=== Records provided ===

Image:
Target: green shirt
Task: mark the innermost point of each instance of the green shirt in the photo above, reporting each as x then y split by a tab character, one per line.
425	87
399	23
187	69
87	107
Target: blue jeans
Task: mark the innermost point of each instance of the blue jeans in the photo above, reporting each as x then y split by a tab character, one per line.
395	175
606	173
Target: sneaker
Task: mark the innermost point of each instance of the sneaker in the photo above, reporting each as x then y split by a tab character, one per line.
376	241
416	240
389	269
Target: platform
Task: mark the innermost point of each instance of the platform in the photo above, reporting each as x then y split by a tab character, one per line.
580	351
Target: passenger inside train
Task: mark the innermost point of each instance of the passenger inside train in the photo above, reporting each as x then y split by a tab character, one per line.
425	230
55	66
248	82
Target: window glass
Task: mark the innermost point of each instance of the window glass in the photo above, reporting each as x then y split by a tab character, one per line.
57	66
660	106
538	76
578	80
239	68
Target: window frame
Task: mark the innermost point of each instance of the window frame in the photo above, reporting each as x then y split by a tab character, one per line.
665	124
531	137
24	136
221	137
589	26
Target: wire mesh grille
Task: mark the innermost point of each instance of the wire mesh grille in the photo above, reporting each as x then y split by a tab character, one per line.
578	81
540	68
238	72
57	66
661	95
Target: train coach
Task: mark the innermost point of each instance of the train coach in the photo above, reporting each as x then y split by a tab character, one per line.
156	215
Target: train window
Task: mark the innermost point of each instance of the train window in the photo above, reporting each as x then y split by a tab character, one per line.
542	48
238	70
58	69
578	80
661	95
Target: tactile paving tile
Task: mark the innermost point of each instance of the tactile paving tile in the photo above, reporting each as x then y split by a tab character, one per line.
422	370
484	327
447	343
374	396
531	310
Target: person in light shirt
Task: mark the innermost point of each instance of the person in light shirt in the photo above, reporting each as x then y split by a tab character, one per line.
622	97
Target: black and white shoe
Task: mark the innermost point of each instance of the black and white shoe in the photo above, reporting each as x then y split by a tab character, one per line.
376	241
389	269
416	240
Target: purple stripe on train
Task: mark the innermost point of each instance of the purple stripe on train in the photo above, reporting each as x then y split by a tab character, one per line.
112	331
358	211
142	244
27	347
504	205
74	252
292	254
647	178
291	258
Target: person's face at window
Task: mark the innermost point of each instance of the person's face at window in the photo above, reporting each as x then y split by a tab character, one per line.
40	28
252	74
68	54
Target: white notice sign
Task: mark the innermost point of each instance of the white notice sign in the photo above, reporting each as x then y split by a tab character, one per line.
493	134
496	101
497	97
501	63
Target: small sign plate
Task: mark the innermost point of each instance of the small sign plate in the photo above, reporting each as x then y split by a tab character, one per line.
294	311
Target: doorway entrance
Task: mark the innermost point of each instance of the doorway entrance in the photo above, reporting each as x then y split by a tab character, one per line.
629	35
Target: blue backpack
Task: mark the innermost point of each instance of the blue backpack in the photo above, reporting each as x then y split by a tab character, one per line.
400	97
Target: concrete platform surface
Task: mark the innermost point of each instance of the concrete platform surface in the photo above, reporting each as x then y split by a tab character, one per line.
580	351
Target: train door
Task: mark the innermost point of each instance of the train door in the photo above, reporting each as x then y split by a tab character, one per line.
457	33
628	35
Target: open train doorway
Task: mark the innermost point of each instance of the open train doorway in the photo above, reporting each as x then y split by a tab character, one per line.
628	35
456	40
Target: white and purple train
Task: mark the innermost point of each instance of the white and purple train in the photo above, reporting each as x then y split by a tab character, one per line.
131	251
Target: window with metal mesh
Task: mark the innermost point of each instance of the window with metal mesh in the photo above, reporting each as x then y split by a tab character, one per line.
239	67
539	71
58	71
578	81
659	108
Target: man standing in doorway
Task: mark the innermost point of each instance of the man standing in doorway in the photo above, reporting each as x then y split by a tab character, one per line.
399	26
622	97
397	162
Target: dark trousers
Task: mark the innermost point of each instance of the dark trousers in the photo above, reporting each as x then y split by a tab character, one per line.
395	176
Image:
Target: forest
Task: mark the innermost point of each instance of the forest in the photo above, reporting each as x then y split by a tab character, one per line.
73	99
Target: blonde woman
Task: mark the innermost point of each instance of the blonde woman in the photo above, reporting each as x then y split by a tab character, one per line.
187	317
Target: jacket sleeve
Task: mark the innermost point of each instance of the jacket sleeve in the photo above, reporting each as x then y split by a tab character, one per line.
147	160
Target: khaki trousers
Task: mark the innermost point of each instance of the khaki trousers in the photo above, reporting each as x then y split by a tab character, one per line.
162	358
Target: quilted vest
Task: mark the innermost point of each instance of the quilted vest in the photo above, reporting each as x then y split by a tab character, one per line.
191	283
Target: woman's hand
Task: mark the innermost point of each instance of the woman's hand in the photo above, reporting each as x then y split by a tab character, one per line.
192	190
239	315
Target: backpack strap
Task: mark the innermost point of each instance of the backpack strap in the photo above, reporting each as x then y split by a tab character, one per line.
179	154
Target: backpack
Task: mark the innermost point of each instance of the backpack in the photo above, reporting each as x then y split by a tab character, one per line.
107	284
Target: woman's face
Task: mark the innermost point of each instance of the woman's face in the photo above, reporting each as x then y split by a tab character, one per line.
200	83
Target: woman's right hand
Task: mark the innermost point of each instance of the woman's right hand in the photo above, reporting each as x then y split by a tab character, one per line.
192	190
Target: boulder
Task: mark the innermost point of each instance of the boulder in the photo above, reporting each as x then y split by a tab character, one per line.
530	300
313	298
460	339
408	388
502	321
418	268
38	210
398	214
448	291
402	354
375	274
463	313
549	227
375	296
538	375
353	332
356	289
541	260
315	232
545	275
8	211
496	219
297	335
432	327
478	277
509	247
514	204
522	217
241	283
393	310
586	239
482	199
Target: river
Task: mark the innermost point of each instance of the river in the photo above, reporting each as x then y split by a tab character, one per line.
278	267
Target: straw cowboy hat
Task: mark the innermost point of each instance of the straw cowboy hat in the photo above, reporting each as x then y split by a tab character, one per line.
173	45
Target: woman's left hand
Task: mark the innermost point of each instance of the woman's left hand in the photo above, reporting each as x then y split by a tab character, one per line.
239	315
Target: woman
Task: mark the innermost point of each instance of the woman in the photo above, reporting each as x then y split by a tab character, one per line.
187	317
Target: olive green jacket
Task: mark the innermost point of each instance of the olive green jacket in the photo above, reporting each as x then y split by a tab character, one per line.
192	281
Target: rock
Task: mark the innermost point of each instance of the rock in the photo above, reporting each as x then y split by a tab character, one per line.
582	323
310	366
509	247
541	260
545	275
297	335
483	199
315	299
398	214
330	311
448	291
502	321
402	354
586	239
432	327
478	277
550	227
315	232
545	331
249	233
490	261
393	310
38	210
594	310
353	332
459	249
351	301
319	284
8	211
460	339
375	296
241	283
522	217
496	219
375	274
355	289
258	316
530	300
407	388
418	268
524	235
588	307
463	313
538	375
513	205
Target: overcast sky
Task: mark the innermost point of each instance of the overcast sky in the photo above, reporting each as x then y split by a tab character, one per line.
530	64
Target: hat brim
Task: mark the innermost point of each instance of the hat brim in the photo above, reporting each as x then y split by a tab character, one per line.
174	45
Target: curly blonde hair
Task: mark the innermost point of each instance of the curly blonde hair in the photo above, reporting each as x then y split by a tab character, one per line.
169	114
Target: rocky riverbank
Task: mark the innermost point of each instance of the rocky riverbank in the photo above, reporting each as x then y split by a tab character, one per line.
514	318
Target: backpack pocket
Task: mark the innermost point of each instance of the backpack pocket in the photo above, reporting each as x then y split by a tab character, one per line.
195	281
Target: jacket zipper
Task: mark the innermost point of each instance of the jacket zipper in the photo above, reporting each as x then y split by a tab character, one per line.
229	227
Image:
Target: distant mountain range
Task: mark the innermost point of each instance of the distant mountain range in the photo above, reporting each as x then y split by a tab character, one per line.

===

Begin at the line containing "Target: overcast sky" and reproduce each line through the end of the records above.

Output of the task —
Target: overcast sky
Task: mark the innermost point of each instance of the overcast sky in the photo above, reporting each as x then y split by a tab character, one per line.
530	64
Target: hat brim
Task: mark the innermost point of each instance of the hat brim in the photo above, reporting each as x then y split by a tab character, one per line.
174	45
Target: curly blonde hair
Task: mark the innermost point of each instance of the curly blonde hair in the photo above, reporting each as x then y split by a tab character, one per line.
169	114
Target: rocky riverbank
Task: mark the innermost point of each instance of the rocky riverbank in the photo above, reporting each as x then y split by a tab character, one per line.
514	318
Target: backpack pocket
Task: mark the innermost point of each instance of the backpack pocket in the photo above, reporting each as x then y split by a tab character, one per line.
195	281
Target: jacket zipper
Task: mark the innermost point of each instance of the jacket zipper in the photo above, reporting each as x then y split by a tab character, one per line.
229	227
Image:
Target: distant mountain range
Task: mark the innermost point of each instance of the distant mountain range in the photo above, reporting each as x then y split by a tab character, one per line.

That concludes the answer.